Saved data entries:
..........
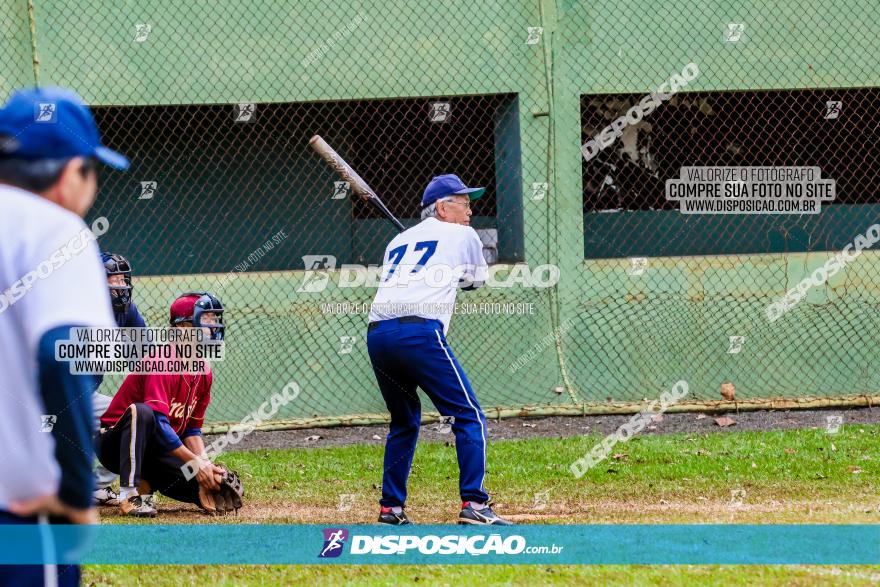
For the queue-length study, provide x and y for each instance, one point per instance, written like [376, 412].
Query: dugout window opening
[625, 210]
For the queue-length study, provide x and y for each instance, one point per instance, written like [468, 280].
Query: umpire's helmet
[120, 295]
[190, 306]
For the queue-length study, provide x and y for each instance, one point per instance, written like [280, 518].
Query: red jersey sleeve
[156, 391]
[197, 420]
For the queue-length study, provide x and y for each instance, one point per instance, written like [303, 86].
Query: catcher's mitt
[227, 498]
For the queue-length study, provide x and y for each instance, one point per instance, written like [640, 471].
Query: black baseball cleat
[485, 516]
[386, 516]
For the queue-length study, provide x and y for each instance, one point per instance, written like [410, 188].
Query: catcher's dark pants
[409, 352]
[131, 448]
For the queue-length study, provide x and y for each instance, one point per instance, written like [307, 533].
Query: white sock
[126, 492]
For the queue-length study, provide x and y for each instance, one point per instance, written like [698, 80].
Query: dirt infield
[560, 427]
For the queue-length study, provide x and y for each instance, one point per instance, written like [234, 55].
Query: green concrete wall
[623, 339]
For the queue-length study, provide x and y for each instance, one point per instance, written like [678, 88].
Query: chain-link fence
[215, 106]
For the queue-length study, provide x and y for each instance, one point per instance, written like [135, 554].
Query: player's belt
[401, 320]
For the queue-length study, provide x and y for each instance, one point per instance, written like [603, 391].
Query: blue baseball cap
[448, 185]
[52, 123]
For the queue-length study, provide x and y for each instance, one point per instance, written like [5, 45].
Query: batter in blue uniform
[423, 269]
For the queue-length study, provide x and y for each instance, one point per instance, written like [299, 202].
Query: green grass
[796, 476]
..........
YOUR GOAL: Please arrange all of the lines above as a Markdown table with the columns "Row" and "Line text," numbering each row and skipping blank lines. Leave the pictures out.

COMPLETE OUTPUT:
| Row | Line text |
|---|---|
| 1 | For the queue-length study, provide x and y for each instance, one point per instance, written like [376, 412]. |
| 2 | Query: dugout window opening |
| 3 | [625, 210] |
| 4 | For the queue-length study, provide x and y for each instance, one point per instance, written like [468, 280]. |
| 5 | Query: umpire's helmet |
| 6 | [120, 295] |
| 7 | [190, 306] |
| 8 | For the queue-length study, provide x and y for each instance, one point per instance, written like [280, 518]. |
| 9 | Query: red jersey sleeve |
| 10 | [156, 391] |
| 11 | [197, 420] |
| 12 | For the queue-length study, provide x and y for each instance, one point per instance, written like [303, 86]. |
| 13 | Query: catcher's mitt |
| 14 | [227, 498] |
| 15 | For the queue-length study, provide x and y for each instance, one point per instance, written like [640, 471]. |
| 16 | Query: black baseball cleat |
| 17 | [485, 516] |
| 18 | [386, 516] |
| 19 | For the queue-length study, provide x and y for each instance, one point per instance, written like [410, 188]. |
| 20 | Query: catcher's dark pants |
| 21 | [409, 352] |
| 22 | [131, 448] |
| 23 | For the queue-length study, provide x and y for each instance, one point per instance, written like [307, 533]. |
| 24 | Query: white sock |
| 25 | [126, 492] |
| 26 | For the queue-length study, provide x and y for each instance, one point per instance, written like [698, 80]. |
| 27 | Query: dirt infield |
| 28 | [560, 427] |
| 29 | For the queue-length study, provide x and y for each instance, one point per instance, written like [234, 55]. |
| 30 | Query: green concrete wall |
| 31 | [623, 339] |
| 32 | For the queue-length study, provide x and y for each instance, one point per instance, written like [678, 88]. |
| 33 | Query: chain-link fence |
| 34 | [215, 106] |
| 35 | For the queue-length study, provide x and y for each instance, one point per instance, written like [135, 554]. |
| 36 | Query: player's belt |
| 37 | [401, 320] |
| 38 | For the queue-length study, provide x and y for each instance, one point per instance, written like [603, 391]. |
| 39 | Query: blue baseball cap |
| 40 | [448, 185] |
| 41 | [52, 123] |
| 42 | For the queue-length study, provide x and y for each instance, one point per instance, written like [5, 45]. |
| 43 | Query: batter in blue uniform |
| 44 | [423, 269] |
| 45 | For the queue-length study, provide x and y for each instance, one point per instance, written like [299, 202]. |
| 46 | Query: green grass |
| 47 | [796, 476] |